### WHAT YOU HAVE TO DO
Please find every line in the entries below that contains the string "dark", and copy it.

(Records from a data collection)
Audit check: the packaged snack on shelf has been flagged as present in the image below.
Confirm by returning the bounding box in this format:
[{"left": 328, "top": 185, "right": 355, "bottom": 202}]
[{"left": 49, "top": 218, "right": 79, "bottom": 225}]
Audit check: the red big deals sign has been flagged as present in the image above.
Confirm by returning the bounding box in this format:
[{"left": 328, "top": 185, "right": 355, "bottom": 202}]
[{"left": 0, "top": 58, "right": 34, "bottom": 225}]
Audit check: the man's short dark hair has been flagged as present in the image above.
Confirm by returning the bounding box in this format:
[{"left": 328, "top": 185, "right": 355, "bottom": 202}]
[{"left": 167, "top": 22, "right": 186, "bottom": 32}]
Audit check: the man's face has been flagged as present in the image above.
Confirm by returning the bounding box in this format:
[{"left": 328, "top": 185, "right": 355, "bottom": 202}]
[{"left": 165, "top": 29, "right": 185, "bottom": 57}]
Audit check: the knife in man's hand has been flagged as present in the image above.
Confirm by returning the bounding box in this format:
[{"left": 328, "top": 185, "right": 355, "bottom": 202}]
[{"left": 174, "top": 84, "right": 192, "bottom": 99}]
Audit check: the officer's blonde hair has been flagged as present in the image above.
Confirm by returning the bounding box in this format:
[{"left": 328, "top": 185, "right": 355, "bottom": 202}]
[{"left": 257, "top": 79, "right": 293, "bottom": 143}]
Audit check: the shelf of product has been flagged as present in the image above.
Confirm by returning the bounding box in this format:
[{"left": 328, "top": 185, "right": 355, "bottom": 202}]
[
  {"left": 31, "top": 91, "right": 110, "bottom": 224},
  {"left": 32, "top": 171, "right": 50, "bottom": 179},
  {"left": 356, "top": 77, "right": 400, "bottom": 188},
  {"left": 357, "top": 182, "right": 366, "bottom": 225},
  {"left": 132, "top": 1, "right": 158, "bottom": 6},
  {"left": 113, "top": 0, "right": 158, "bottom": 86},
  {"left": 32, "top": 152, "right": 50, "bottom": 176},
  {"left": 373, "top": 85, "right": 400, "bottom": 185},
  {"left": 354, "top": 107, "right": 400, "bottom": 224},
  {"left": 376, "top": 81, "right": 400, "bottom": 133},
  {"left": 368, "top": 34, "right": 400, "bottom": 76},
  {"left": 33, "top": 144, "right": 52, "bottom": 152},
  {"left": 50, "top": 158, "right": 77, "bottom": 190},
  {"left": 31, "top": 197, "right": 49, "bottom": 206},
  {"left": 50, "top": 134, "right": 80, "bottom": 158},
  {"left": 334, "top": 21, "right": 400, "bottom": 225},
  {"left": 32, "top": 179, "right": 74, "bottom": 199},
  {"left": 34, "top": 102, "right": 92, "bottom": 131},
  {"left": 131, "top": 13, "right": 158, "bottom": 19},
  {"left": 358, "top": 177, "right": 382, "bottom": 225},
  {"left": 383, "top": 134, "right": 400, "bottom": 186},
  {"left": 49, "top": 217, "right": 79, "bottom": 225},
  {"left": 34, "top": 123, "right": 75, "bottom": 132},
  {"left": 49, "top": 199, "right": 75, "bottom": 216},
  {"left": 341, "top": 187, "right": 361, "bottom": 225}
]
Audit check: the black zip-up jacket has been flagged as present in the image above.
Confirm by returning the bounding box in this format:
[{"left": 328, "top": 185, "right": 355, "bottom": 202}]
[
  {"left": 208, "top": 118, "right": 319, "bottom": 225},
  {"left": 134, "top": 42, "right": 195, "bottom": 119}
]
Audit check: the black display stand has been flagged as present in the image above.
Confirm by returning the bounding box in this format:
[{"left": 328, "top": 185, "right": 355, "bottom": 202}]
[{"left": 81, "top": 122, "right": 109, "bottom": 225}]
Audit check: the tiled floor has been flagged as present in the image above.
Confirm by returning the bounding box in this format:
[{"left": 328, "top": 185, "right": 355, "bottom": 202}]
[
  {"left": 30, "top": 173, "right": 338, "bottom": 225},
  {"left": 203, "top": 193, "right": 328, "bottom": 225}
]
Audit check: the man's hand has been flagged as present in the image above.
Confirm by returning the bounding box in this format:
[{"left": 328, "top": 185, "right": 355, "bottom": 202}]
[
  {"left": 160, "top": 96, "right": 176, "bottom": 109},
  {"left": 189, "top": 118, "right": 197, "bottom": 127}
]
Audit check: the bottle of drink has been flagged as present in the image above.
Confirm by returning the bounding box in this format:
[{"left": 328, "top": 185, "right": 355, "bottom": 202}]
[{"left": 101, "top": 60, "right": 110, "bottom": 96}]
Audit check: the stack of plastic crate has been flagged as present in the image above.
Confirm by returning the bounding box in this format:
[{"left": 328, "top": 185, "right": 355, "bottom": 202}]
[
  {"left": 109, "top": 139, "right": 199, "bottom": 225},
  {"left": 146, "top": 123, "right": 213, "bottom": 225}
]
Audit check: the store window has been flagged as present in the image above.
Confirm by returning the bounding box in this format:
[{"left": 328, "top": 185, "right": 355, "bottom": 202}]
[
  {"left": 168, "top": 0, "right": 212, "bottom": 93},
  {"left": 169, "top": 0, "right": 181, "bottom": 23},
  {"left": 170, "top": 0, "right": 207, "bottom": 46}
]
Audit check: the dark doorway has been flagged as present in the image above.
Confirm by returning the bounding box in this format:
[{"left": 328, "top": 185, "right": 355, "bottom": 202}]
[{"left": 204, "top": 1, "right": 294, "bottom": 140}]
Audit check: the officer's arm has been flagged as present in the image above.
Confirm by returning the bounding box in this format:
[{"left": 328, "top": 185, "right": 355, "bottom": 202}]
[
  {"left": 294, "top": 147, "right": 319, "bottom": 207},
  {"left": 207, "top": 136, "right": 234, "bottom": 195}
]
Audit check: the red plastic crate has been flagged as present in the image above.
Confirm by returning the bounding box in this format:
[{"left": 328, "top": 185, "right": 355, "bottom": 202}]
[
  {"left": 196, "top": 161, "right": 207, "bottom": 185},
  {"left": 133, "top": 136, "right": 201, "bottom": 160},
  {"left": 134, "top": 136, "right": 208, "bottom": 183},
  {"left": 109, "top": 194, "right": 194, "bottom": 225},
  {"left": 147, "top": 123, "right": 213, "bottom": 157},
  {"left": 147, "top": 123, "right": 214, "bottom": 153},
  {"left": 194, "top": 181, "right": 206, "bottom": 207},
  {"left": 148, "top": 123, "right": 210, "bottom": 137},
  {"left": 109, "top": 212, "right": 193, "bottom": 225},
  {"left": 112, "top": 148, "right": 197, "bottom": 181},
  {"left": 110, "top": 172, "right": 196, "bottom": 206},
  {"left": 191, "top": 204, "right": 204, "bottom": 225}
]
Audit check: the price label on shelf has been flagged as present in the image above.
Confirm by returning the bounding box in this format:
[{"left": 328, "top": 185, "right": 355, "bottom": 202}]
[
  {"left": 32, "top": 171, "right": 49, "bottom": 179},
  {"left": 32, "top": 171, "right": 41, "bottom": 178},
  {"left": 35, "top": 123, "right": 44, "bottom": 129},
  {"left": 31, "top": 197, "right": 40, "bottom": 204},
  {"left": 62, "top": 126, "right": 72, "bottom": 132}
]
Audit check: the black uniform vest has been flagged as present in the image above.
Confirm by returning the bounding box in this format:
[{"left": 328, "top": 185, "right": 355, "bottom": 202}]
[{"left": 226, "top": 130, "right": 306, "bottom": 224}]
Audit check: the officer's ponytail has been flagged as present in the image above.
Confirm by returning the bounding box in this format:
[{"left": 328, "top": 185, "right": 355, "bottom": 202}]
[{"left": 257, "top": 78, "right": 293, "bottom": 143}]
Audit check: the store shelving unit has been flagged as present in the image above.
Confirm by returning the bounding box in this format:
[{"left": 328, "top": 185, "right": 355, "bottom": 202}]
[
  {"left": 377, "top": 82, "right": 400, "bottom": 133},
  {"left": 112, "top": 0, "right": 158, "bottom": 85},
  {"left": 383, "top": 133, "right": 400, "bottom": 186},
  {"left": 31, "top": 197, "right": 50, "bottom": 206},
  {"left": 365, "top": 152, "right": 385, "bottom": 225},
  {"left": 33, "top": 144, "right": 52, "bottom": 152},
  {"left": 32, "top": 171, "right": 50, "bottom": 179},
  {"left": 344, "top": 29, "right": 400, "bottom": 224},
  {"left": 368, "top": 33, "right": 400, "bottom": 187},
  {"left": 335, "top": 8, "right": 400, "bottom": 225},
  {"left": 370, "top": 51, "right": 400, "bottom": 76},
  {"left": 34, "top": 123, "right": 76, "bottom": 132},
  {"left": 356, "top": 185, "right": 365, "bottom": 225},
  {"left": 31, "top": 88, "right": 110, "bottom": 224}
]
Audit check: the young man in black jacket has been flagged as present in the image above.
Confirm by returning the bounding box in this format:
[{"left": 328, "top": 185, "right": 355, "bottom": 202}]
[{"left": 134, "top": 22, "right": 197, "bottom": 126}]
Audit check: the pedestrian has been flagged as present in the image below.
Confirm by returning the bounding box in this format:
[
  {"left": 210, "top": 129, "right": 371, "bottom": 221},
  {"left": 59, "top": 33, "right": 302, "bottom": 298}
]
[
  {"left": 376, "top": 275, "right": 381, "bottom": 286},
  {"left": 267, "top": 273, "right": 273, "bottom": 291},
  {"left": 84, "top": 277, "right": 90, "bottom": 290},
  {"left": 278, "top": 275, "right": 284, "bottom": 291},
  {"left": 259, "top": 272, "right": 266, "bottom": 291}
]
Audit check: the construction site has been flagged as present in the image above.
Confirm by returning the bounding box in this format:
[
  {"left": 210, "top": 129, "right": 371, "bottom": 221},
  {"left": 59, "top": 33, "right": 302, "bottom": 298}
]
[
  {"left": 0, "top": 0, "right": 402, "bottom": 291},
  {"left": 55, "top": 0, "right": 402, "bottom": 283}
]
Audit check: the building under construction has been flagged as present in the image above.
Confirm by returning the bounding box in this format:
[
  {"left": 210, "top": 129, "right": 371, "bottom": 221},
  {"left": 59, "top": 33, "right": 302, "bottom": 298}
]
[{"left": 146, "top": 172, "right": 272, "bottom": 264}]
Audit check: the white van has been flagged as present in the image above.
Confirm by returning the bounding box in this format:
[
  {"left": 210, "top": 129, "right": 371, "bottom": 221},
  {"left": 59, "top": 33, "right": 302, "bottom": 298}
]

### EXPECTED ANSWER
Audit check: the man's short dark hair has been flagged as present in the image above.
Audit check: the dark doorway has been flagged as present in the image above.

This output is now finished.